Segment Start: Records for processing

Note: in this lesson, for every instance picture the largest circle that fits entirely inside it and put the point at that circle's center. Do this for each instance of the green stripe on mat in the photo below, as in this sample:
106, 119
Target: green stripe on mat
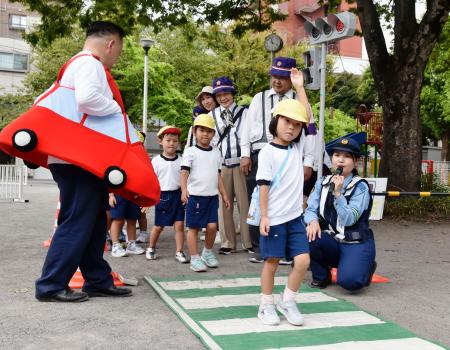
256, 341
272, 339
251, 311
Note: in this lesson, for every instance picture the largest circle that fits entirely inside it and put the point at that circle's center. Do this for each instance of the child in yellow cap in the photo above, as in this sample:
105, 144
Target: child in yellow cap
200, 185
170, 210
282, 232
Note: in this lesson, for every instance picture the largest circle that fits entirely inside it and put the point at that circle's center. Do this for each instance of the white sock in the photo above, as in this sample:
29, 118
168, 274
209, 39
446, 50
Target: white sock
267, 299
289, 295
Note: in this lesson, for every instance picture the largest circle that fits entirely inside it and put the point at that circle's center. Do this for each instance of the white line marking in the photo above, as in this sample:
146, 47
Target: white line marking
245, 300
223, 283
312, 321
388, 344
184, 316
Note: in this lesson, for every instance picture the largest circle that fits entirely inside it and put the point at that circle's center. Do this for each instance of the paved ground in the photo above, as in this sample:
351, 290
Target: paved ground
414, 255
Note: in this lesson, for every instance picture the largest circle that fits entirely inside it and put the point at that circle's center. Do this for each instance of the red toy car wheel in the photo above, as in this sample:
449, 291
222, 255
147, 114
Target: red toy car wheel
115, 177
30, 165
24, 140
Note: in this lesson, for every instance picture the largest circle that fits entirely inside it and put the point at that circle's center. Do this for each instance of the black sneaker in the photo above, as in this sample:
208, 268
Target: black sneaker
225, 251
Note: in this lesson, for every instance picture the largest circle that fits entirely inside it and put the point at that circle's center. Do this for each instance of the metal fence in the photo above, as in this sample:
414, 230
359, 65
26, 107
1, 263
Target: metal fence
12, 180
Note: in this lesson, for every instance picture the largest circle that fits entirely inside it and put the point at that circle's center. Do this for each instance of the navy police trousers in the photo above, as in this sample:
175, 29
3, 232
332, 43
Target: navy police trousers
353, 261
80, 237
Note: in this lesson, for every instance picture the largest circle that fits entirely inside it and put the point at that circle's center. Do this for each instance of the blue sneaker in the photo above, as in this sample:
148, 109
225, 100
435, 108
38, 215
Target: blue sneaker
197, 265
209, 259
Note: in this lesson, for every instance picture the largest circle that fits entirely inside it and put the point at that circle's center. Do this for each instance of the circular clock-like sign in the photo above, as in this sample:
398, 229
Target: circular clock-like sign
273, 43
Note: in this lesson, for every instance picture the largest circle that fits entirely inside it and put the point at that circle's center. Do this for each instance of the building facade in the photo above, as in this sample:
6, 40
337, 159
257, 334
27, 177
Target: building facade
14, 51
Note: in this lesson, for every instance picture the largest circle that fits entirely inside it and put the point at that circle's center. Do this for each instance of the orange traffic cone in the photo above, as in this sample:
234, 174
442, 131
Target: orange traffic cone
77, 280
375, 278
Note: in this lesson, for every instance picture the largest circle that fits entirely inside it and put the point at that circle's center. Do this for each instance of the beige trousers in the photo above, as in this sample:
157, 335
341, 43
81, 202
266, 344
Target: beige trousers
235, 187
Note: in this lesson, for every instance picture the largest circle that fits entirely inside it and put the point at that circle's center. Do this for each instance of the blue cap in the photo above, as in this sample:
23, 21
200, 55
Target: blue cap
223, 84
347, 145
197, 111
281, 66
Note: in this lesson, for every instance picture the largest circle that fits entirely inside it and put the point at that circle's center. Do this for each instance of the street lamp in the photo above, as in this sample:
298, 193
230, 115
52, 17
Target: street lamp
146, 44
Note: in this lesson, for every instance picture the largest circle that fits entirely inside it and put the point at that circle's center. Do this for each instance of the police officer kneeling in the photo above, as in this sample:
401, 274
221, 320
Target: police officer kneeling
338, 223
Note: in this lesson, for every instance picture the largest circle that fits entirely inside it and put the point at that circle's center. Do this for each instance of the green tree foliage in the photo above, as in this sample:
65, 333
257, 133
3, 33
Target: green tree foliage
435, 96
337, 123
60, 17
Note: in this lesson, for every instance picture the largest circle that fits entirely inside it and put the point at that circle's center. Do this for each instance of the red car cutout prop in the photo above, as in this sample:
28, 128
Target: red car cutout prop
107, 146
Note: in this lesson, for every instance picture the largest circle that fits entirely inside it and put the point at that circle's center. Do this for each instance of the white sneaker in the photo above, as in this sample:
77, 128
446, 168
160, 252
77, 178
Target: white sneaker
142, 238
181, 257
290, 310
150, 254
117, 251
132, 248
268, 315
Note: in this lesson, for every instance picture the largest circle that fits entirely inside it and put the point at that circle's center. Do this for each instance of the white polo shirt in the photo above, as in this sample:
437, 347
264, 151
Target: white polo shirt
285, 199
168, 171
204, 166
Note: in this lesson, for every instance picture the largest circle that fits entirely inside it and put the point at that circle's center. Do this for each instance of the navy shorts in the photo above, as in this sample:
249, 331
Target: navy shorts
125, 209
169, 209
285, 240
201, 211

Segment End: Records for processing

• Instructions for the task:
Copy out the lines above in full and unaltered, apart from the pictures.

• Exercise answer:
Note: in this lesson, for every instance picture the largest circle that fits entirely inside it and put the point at that circle's center. Do this for each instance of the green stripe on mat in the photo below, as in this sample:
106, 119
Target: green stripe on mat
256, 341
272, 339
251, 311
Note: in this lesson, for every instance picture the largest circle that fits entirely inside it and put the point at that circle's center. Do this for each instance of the child in yellow cap in the photo above, as in this sample:
105, 144
Target: child in yellow cap
200, 185
170, 210
282, 232
Note: in this lesson, for every instance picture the largest circle that fits entirely inside it and put the point at that circle's center. Do this for each instance of the white sock in the photo above, as in this sample:
29, 118
168, 274
209, 39
446, 50
Target: white sock
267, 299
289, 295
Note: in this lesson, for every instance picture the largest circle that fits entirely inside it and put the point at that circle's center. Do this for each instance of the white line marking in the photo above, as in this sample:
146, 47
Target: white line marking
245, 300
223, 283
312, 321
388, 344
184, 316
Note: in this lesson, for every instance picture the largest circle that fits entirely inside it and put the point at that circle's center. Do this for each instance of the paved ground in the photo above, as in this sample:
351, 290
Target: paved ground
414, 255
Note: in this lesson, for every instance picture the largest circle that fits entirely inside it and put the point at that circle's center. Do this for each instance of the red toy car wheel in the photo above, as in this sample:
449, 291
222, 255
147, 114
Target: red toy car wheel
115, 177
30, 165
24, 140
Note: in this lesson, for every instance picture the largest circle that fits entirely inside it and put the point at that circle's center. Do this for each instance of the black sneaker in the photo above, as in this sample:
208, 268
Target: black sneaker
225, 251
Note: in this lesson, for every instance picture the largest circle that fits entirely inside it and put the point at that circle's center. Do this for each instance of the metal fence in the photo above, as in this sample:
414, 230
359, 65
26, 107
1, 263
Target: metal fence
12, 180
Note: in this lesson, for every instance picture the largest circle that fits entirely inside it and put the point at that circle's center. Do this for each instance of the navy police trousers in the photo above, as in this sample:
175, 29
3, 232
332, 43
Target: navy police trousers
353, 261
80, 237
Note: in this lesson, for every instance picture the largest circle that fits entirely inside it and put the point at that circle's center. Do this for each instance of the blue sneaker in the photo above, as in this sample:
148, 109
225, 100
435, 108
38, 215
Target: blue sneaker
197, 265
209, 259
Note: in this lesson, for every instance picture the largest circle that fits entirely inside it and put the point at that circle's center. Do this for each instance of the circular clock-like sign in the photo above, as in this sample:
398, 229
Target: circular clock-like sign
273, 43
Note: in this lesson, for every instance picture the largest circle that fits entirely inside it and put the point at that circle's center. Do this for each instance of the building facade in the photo above, as in this sample:
6, 40
337, 159
257, 334
27, 177
Target: building facade
14, 51
Note: in this lesson, for every instance picture the largest circle that fits entirely inside it and put the point at that circle's center. Do this for each instance of the orange traffic cone in the photo above, as in this sample:
234, 174
442, 131
Target: orange traffic cone
77, 280
375, 278
Note: in this lesson, for every instance picture the largest circle that fits entirely inside it and put the point at that circle's center. Do this for each instance of the beige trousers in the photo above, as in this sample:
157, 335
341, 43
81, 202
266, 344
Target: beige trousers
235, 187
Note: in this lesson, for every instance picture the largest circle that fits entirely inside it and put the point at that circle's center. Do this for each instance of the blue cap in the photo above, as in this sample:
23, 21
200, 55
Target: blue cap
223, 84
347, 145
197, 111
281, 66
Note: in this lesson, for every instance picture the largest circle that fits entirely inside it and put the point at that circle's center. Do this for each instance of the street lamp in the photo above, as in this sample:
298, 193
230, 115
52, 17
Target: street lamp
146, 44
Note: in this lesson, for every instance picture the largest circle that fits entirely inside it and put the point at that circle's center. Do this for each instance of the police officer kneeling in the photo above, as in this sample:
401, 274
221, 320
Target: police officer kneeling
338, 223
Note: in this lesson, for every instance picture the largest circle that fits entirely inside it and put the point at that circle's center. Do this for each instance of the green tree foliage in the photo above, as in this sample:
65, 333
257, 133
3, 33
Target: green tree foliage
435, 96
337, 123
60, 17
Note: in this lesson, for every instance picture the largest circle that fits entirely inside it and put the point at that circle's center. Do this for each instance of the red car cutout prop in the photo above, as in this sample:
28, 128
Target: red car cutout prop
107, 146
Note: in this lesson, for every instance picture the largest circle that fits entirely inside it and put the point at that circle's center. Do this for each instance of the white sneaker in the photo above, as in this sample:
77, 128
446, 168
160, 252
77, 178
Target: white sneaker
142, 238
181, 257
290, 310
150, 254
117, 251
132, 248
268, 315
Note: in this lesson, for every instance picture the largest circle that fits entirely inside it and put the point at that circle's center. Do this for each instance of the white polo shirt in the photo above, as in this sample:
437, 347
264, 151
Target: white polo shirt
285, 199
168, 171
204, 166
Note: in this lesson, for every instance picture the largest circle that fits entirely inside it and put the point at that circle's center. Do this for each instance of the navy shorts in the photo above, as in this sample:
249, 331
Target: navy shorts
125, 209
169, 209
285, 240
201, 211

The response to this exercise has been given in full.